§ Page:
------------------------------------
Humanitarian Intervention In Kosova

Background of the Conflict

Ibrahim Rugova who is the leader of the ethnic Albanians in Kosova province of Serbia started non-violant demostrations in 1989 againist the policy of the leader of the Serbia, Slobodan Milosevic who stated that the Muslim Albenians are in a sacred place for Serbs. Because Kosova is a place where Ottomans has beaten the Serbs in 1389 and Serbs gained their victory againist the Turks in 1912. And also there is a Serbian Orthodox Church in Kosova.
In 1996 Kosova Liberation Army (KLA) emerged out and they main target is Serbian police forces and also politians. The actions of the KLA inceased over time and converted to the uprising. The Yugoslavian Armed Forces tried to supress KLA activities ,however, it has drawn attantion of the international actors. The Contact Group(consist of the United States, France, Gemany, Britain, Russia and Italy) was formed as a negotiator and asked for the both sides for cease-fire. At cease-fire period KLA became a more stronger and Serbians didnt carry out the orders of the Contact Group.
------------------------------------
§ Information provided:
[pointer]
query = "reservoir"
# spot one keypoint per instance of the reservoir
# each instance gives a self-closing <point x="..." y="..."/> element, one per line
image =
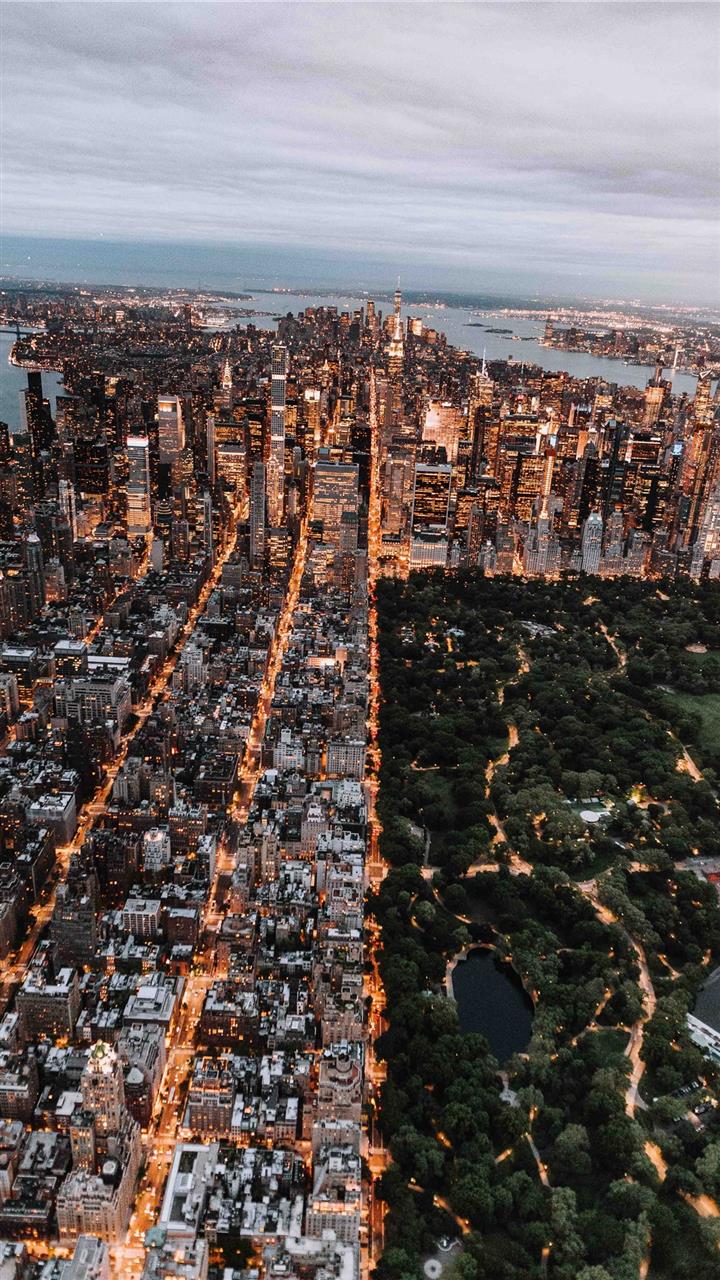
<point x="492" y="1001"/>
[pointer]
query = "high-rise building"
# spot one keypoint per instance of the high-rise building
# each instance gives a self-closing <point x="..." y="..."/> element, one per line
<point x="335" y="498"/>
<point x="313" y="437"/>
<point x="171" y="430"/>
<point x="210" y="447"/>
<point x="431" y="498"/>
<point x="67" y="498"/>
<point x="258" y="515"/>
<point x="37" y="424"/>
<point x="139" y="507"/>
<point x="103" y="1088"/>
<point x="276" y="458"/>
<point x="592" y="543"/>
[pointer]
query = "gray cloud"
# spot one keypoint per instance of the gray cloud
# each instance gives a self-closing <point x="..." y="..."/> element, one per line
<point x="577" y="136"/>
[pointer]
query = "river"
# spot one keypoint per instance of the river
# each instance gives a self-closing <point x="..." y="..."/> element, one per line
<point x="491" y="1001"/>
<point x="459" y="324"/>
<point x="13" y="380"/>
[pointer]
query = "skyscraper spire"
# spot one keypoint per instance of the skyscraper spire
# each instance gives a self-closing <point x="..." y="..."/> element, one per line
<point x="397" y="328"/>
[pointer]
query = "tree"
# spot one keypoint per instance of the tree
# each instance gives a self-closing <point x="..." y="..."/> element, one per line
<point x="572" y="1156"/>
<point x="568" y="1246"/>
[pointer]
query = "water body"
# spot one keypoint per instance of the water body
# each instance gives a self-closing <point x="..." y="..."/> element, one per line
<point x="459" y="324"/>
<point x="13" y="380"/>
<point x="491" y="1001"/>
<point x="461" y="329"/>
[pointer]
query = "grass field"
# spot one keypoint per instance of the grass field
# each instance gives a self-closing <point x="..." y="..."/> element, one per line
<point x="706" y="709"/>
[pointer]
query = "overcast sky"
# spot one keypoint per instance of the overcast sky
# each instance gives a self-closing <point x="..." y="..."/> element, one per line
<point x="570" y="142"/>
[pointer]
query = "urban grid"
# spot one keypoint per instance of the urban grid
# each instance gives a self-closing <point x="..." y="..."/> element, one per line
<point x="194" y="1034"/>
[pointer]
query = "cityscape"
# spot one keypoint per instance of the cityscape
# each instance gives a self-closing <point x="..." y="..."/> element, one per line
<point x="359" y="644"/>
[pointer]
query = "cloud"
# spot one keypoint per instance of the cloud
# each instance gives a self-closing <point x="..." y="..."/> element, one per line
<point x="574" y="135"/>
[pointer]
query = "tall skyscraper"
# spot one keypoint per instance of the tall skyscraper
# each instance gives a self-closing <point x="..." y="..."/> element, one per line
<point x="431" y="498"/>
<point x="258" y="515"/>
<point x="276" y="460"/>
<point x="592" y="543"/>
<point x="37" y="424"/>
<point x="171" y="430"/>
<point x="313" y="438"/>
<point x="103" y="1088"/>
<point x="335" y="499"/>
<point x="210" y="447"/>
<point x="139" y="507"/>
<point x="67" y="498"/>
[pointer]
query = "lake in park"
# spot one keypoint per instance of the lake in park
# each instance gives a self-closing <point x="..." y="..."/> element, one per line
<point x="491" y="1001"/>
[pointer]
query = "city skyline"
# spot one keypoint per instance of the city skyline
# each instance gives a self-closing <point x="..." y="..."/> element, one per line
<point x="501" y="149"/>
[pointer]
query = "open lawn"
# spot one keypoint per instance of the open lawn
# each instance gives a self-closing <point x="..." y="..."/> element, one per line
<point x="705" y="708"/>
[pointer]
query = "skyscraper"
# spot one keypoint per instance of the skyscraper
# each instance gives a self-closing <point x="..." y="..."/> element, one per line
<point x="335" y="499"/>
<point x="258" y="515"/>
<point x="431" y="498"/>
<point x="36" y="421"/>
<point x="171" y="430"/>
<point x="276" y="460"/>
<point x="313" y="438"/>
<point x="67" y="498"/>
<point x="103" y="1088"/>
<point x="592" y="543"/>
<point x="139" y="510"/>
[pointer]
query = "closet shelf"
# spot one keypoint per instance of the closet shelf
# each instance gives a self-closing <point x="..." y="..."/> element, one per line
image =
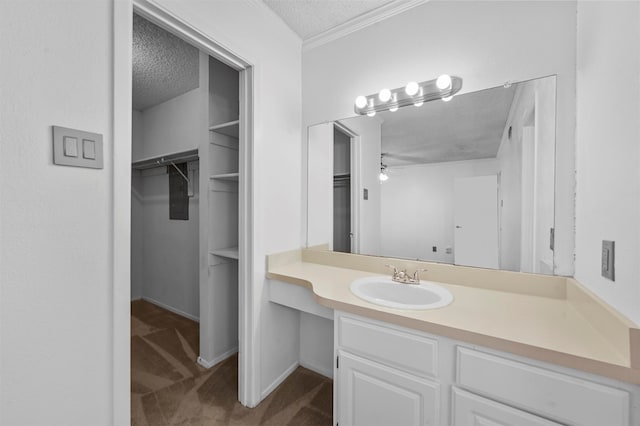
<point x="226" y="176"/>
<point x="165" y="159"/>
<point x="230" y="128"/>
<point x="229" y="252"/>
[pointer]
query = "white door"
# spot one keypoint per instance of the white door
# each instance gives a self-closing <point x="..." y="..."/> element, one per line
<point x="320" y="184"/>
<point x="475" y="213"/>
<point x="371" y="394"/>
<point x="472" y="410"/>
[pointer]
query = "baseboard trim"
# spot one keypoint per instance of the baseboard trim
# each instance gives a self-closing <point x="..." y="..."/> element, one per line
<point x="208" y="364"/>
<point x="326" y="373"/>
<point x="265" y="393"/>
<point x="171" y="308"/>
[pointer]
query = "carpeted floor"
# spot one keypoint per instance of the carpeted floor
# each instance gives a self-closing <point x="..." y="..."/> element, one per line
<point x="168" y="387"/>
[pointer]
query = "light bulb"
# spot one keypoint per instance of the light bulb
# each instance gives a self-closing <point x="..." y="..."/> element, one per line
<point x="384" y="95"/>
<point x="411" y="88"/>
<point x="443" y="82"/>
<point x="361" y="101"/>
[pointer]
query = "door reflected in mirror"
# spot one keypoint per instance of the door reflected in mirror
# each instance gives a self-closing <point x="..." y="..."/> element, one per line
<point x="470" y="181"/>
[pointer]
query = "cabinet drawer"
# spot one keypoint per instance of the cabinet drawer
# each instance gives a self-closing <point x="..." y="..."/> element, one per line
<point x="564" y="398"/>
<point x="471" y="409"/>
<point x="389" y="345"/>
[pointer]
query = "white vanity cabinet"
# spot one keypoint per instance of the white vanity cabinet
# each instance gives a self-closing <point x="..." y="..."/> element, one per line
<point x="473" y="410"/>
<point x="390" y="375"/>
<point x="384" y="375"/>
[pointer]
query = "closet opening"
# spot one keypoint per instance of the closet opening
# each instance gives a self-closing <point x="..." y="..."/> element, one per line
<point x="189" y="210"/>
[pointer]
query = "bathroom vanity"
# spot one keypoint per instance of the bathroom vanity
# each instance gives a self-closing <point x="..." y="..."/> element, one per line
<point x="511" y="349"/>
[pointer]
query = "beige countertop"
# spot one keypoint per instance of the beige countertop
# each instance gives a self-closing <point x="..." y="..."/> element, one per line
<point x="552" y="319"/>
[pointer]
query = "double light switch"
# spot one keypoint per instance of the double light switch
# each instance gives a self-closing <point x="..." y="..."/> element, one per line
<point x="77" y="148"/>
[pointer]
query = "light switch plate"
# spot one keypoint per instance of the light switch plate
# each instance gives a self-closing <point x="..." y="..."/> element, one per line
<point x="63" y="150"/>
<point x="608" y="259"/>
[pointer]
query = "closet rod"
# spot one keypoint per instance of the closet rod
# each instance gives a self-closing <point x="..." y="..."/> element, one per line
<point x="179" y="171"/>
<point x="166" y="159"/>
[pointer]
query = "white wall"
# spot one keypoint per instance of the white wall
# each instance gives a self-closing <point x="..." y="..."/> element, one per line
<point x="485" y="43"/>
<point x="165" y="253"/>
<point x="417" y="208"/>
<point x="55" y="221"/>
<point x="316" y="344"/>
<point x="608" y="152"/>
<point x="170" y="249"/>
<point x="253" y="32"/>
<point x="171" y="126"/>
<point x="137" y="218"/>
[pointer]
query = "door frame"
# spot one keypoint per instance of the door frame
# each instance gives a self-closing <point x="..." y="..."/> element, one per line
<point x="356" y="183"/>
<point x="248" y="362"/>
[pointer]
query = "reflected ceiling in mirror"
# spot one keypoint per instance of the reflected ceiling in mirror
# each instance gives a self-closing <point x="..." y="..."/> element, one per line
<point x="467" y="127"/>
<point x="471" y="181"/>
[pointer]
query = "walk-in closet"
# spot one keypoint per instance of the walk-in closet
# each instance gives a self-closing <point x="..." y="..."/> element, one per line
<point x="186" y="150"/>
------------------------------------
§ Problems to solve:
1 - According to the text on humanitarian intervention in Kosova, in what year did the Kosova Liberation Army emerge?
2 - Write out the passage of the Kosova text between "Background of the" and "Church in Kosova.", inclusive.
3 - Extend the text on humanitarian intervention in Kosova, picking up after its last sentence.

§ Final results:
1 - 1996

2 -
Background of the Conflict

Ibrahim Rugova who is the leader of the ethnic Albanians in Kosova province of Serbia started non-violant demostrations in 1989 againist the policy of the leader of the Serbia, Slobodan Milosevic who stated that the Muslim Albenians are in a sacred place for Serbs. Because Kosova is a place where Ottomans has beaten the Serbs in 1389 and Serbs gained their victory againist the Turks in 1912. And also there is a Serbian Orthodox Church in Kosova.

3 -
In 1999 diplomatic negotiations began in a province of France called Rambouillet, however, it was frozen by the air strikes of NATO to the Serbian military forces. Serbian goverment displaced aproximately 500 000 Albanians because of the NATOs’ air strike. After 11 weeks peace were made between the sides and Serbs have left some of the regions and some of displaced albenians have come back to their homes again. UN peacekeeping forces deploye d to the Kosova.
In Kosova the level of the tension is decreased over time but never ended untill the independence of Kosova. In 2004 riots againist the Serbs again emerged out and resulted with the lives of 30 people and 4 000 displacement. In 2008 Kosova gained its Independence from Serbia. UN and United States recognize Kosova as a independent State but Serbia does not recognize.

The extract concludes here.